YOUR GOAL:
Rewrite the material below with every "Query" swapped for "Target" and all else unchanged, leaving out the pictures.

DATA FOR THIS TASK:
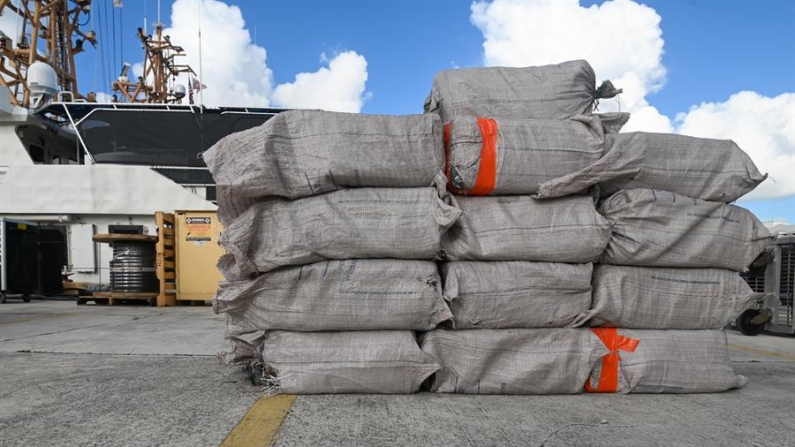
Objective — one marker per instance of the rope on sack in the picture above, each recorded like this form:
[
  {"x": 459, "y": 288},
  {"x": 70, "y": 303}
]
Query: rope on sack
[{"x": 605, "y": 91}]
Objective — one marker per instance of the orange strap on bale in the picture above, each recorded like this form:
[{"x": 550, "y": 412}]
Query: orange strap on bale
[
  {"x": 487, "y": 170},
  {"x": 608, "y": 378}
]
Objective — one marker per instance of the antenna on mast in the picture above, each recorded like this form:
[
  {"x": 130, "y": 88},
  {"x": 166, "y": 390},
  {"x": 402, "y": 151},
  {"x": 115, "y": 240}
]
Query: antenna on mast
[
  {"x": 201, "y": 73},
  {"x": 55, "y": 39}
]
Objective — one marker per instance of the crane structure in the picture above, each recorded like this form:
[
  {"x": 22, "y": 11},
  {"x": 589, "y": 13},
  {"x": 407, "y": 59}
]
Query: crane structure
[
  {"x": 159, "y": 65},
  {"x": 50, "y": 33}
]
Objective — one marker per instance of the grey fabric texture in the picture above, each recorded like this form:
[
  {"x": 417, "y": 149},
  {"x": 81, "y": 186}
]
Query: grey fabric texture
[
  {"x": 340, "y": 295},
  {"x": 529, "y": 152},
  {"x": 401, "y": 223},
  {"x": 518, "y": 294},
  {"x": 675, "y": 362},
  {"x": 513, "y": 361},
  {"x": 716, "y": 170},
  {"x": 301, "y": 153},
  {"x": 667, "y": 298},
  {"x": 663, "y": 229},
  {"x": 547, "y": 92},
  {"x": 520, "y": 228},
  {"x": 384, "y": 362}
]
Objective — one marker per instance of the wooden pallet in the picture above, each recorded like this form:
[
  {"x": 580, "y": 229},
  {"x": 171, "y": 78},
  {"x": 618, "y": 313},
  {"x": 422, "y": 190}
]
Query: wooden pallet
[
  {"x": 166, "y": 259},
  {"x": 112, "y": 297}
]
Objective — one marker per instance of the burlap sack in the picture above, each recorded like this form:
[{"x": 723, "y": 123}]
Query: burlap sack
[
  {"x": 376, "y": 223},
  {"x": 547, "y": 92},
  {"x": 384, "y": 362},
  {"x": 513, "y": 361},
  {"x": 519, "y": 294},
  {"x": 666, "y": 298},
  {"x": 662, "y": 229},
  {"x": 716, "y": 170},
  {"x": 301, "y": 153},
  {"x": 504, "y": 156},
  {"x": 349, "y": 295},
  {"x": 520, "y": 228},
  {"x": 673, "y": 362}
]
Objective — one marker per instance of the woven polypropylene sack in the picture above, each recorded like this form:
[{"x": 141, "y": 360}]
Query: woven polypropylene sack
[
  {"x": 387, "y": 362},
  {"x": 344, "y": 295},
  {"x": 674, "y": 361},
  {"x": 716, "y": 170},
  {"x": 546, "y": 92},
  {"x": 518, "y": 294},
  {"x": 526, "y": 153},
  {"x": 667, "y": 298},
  {"x": 513, "y": 361},
  {"x": 662, "y": 229},
  {"x": 302, "y": 153},
  {"x": 520, "y": 228},
  {"x": 401, "y": 223}
]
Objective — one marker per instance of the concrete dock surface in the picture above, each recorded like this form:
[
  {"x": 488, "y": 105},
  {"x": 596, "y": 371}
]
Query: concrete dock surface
[{"x": 140, "y": 376}]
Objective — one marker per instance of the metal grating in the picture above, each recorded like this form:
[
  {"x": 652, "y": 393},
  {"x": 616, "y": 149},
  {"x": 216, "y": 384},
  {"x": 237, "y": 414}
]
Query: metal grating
[
  {"x": 755, "y": 281},
  {"x": 787, "y": 284}
]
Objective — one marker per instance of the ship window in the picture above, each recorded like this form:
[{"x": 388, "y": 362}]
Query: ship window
[
  {"x": 36, "y": 153},
  {"x": 126, "y": 229}
]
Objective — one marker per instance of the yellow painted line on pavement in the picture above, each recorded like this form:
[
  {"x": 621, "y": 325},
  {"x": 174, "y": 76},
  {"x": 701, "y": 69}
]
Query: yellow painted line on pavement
[
  {"x": 261, "y": 423},
  {"x": 780, "y": 355}
]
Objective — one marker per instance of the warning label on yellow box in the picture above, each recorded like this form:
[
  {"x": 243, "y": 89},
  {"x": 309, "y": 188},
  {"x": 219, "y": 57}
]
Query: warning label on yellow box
[{"x": 199, "y": 229}]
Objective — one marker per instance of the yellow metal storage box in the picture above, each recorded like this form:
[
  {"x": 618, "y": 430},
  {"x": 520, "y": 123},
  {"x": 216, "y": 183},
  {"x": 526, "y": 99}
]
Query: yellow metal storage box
[{"x": 197, "y": 254}]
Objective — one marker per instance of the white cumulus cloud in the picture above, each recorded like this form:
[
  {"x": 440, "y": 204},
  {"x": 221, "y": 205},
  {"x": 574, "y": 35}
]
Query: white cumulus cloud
[
  {"x": 623, "y": 41},
  {"x": 235, "y": 69},
  {"x": 340, "y": 87}
]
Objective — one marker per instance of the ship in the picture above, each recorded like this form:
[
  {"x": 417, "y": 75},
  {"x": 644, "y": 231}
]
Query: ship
[{"x": 71, "y": 167}]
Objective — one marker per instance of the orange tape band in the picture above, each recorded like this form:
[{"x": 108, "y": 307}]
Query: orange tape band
[
  {"x": 608, "y": 378},
  {"x": 487, "y": 171}
]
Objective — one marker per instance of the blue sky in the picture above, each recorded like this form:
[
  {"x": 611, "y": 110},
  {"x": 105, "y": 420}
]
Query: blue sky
[{"x": 712, "y": 50}]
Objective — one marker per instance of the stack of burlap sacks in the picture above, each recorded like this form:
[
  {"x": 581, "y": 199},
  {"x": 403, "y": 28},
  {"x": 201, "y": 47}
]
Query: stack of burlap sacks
[
  {"x": 334, "y": 221},
  {"x": 668, "y": 246}
]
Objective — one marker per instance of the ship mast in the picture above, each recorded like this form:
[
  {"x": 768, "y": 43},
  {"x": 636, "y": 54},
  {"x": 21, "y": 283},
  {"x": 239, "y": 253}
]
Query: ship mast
[
  {"x": 159, "y": 64},
  {"x": 51, "y": 25}
]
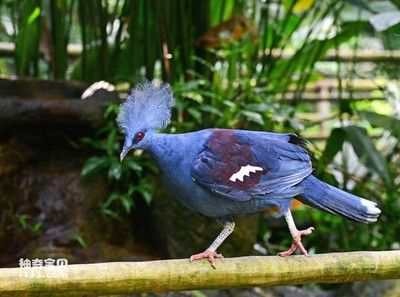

RESULT OF THE TASK:
Objective — one marker per instance of the rope on sack in the picture above, each recorded like this form:
[
  {"x": 459, "y": 288},
  {"x": 70, "y": 303}
]
Target: rope on sack
[{"x": 605, "y": 91}]
Objective — one marker per instance of the orange strap on bale in the picture above, each recorded like this form:
[{"x": 550, "y": 412}]
Target: orange strap on bale
[
  {"x": 487, "y": 170},
  {"x": 608, "y": 378}
]
Objective — one marker per instance of the antenna on mast in the picture above, each recorded like this form:
[
  {"x": 130, "y": 88},
  {"x": 166, "y": 390},
  {"x": 402, "y": 151},
  {"x": 115, "y": 240}
]
Target: antenna on mast
[
  {"x": 201, "y": 73},
  {"x": 55, "y": 39}
]
Objective — one marker per instance of the crane structure in the picture above, each recorded like this form:
[
  {"x": 22, "y": 11},
  {"x": 589, "y": 13},
  {"x": 407, "y": 59}
]
Target: crane structure
[
  {"x": 159, "y": 65},
  {"x": 50, "y": 33}
]
Objective — one marker per instance of the grey fabric texture in the picture above, each recorded like this form:
[
  {"x": 417, "y": 149},
  {"x": 81, "y": 186}
]
Target: grey fabric texture
[
  {"x": 340, "y": 295},
  {"x": 529, "y": 152},
  {"x": 401, "y": 223},
  {"x": 518, "y": 294},
  {"x": 675, "y": 362},
  {"x": 513, "y": 361},
  {"x": 716, "y": 170},
  {"x": 301, "y": 153},
  {"x": 667, "y": 298},
  {"x": 663, "y": 229},
  {"x": 547, "y": 92},
  {"x": 520, "y": 228},
  {"x": 384, "y": 362}
]
Objective — one marker per instance of the wooden pallet in the picture above, each recorded like this form:
[
  {"x": 580, "y": 229},
  {"x": 171, "y": 78},
  {"x": 618, "y": 313},
  {"x": 422, "y": 190}
]
Target: wooden pallet
[
  {"x": 166, "y": 259},
  {"x": 112, "y": 297}
]
Objective — one marker per instance of the burlap sack in the picture above, each recorded like this form:
[{"x": 723, "y": 123}]
Target: burlap sack
[
  {"x": 376, "y": 223},
  {"x": 547, "y": 92},
  {"x": 384, "y": 362},
  {"x": 513, "y": 361},
  {"x": 519, "y": 294},
  {"x": 666, "y": 298},
  {"x": 662, "y": 229},
  {"x": 716, "y": 170},
  {"x": 301, "y": 153},
  {"x": 504, "y": 156},
  {"x": 349, "y": 295},
  {"x": 520, "y": 228},
  {"x": 673, "y": 362}
]
Objective — one marker per instance of the woven polypropylene sack in the picture above, each recorded like this form:
[{"x": 141, "y": 360}]
Target: woven polypropylene sack
[
  {"x": 387, "y": 362},
  {"x": 344, "y": 295},
  {"x": 674, "y": 361},
  {"x": 716, "y": 170},
  {"x": 546, "y": 92},
  {"x": 518, "y": 294},
  {"x": 526, "y": 153},
  {"x": 667, "y": 298},
  {"x": 513, "y": 361},
  {"x": 662, "y": 229},
  {"x": 302, "y": 153},
  {"x": 520, "y": 228},
  {"x": 401, "y": 223}
]
Objective — one marker per instance of the concrete dock surface in the picture above, each recorded like this form:
[
  {"x": 488, "y": 105},
  {"x": 596, "y": 371}
]
Target: concrete dock surface
[{"x": 140, "y": 376}]
Objective — one marker per instance of the metal grating in the picture above, each recorded like this form:
[
  {"x": 652, "y": 393},
  {"x": 616, "y": 149},
  {"x": 216, "y": 384},
  {"x": 237, "y": 414}
]
Target: metal grating
[
  {"x": 755, "y": 281},
  {"x": 787, "y": 284}
]
Objective — one marker per instance of the ship window in the picture above, each recorded like this form:
[{"x": 388, "y": 362}]
Target: ship window
[
  {"x": 36, "y": 153},
  {"x": 126, "y": 229}
]
Objective — one marker per instance of the yellow painted line on pavement in the picture above, each recorded like this form:
[
  {"x": 621, "y": 325},
  {"x": 174, "y": 76},
  {"x": 701, "y": 69}
]
Target: yellow painted line on pavement
[
  {"x": 261, "y": 423},
  {"x": 780, "y": 355}
]
Objective — one marker per instance of the warning label on yellow box in the picture above, each recorded like this form:
[
  {"x": 243, "y": 89},
  {"x": 309, "y": 188},
  {"x": 219, "y": 57}
]
Target: warning label on yellow box
[{"x": 199, "y": 229}]
Objective — one marker per instance of the yellow metal storage box in the picture above, each recorded like this form:
[
  {"x": 618, "y": 430},
  {"x": 520, "y": 123},
  {"x": 216, "y": 183},
  {"x": 526, "y": 99}
]
Target: yellow metal storage box
[{"x": 197, "y": 254}]
Objective — one marker per instance of the white cumulus cloud in the picture above, each recorded like this form:
[
  {"x": 440, "y": 204},
  {"x": 221, "y": 205},
  {"x": 574, "y": 35}
]
Target: white cumulus cloud
[
  {"x": 623, "y": 41},
  {"x": 235, "y": 69},
  {"x": 340, "y": 87}
]
Objective — one marker per instance of the ship in the picture above, each recorded like this form:
[
  {"x": 417, "y": 75},
  {"x": 644, "y": 231}
]
Target: ship
[{"x": 71, "y": 167}]
Objective — one marker per instance of the orange tape band in the picture above, each recorded like this form:
[{"x": 108, "y": 307}]
Target: orange tape band
[
  {"x": 608, "y": 378},
  {"x": 487, "y": 171}
]
Objective — one marker per instance of the blue sky in the picture above, each recorded like this form:
[
  {"x": 611, "y": 110},
  {"x": 105, "y": 420}
]
Target: blue sky
[{"x": 712, "y": 50}]
Objective — one marker per instance of the stack of burlap sacks in the picture above, each recorded like this form:
[
  {"x": 581, "y": 199},
  {"x": 403, "y": 28},
  {"x": 201, "y": 47}
]
Target: stack of burlap sacks
[
  {"x": 334, "y": 221},
  {"x": 668, "y": 246}
]
Objective — one marker per instance of the ship mast in the picture above, each recorded like this form:
[
  {"x": 768, "y": 43},
  {"x": 636, "y": 54},
  {"x": 21, "y": 283},
  {"x": 239, "y": 253}
]
Target: ship mast
[
  {"x": 159, "y": 64},
  {"x": 51, "y": 25}
]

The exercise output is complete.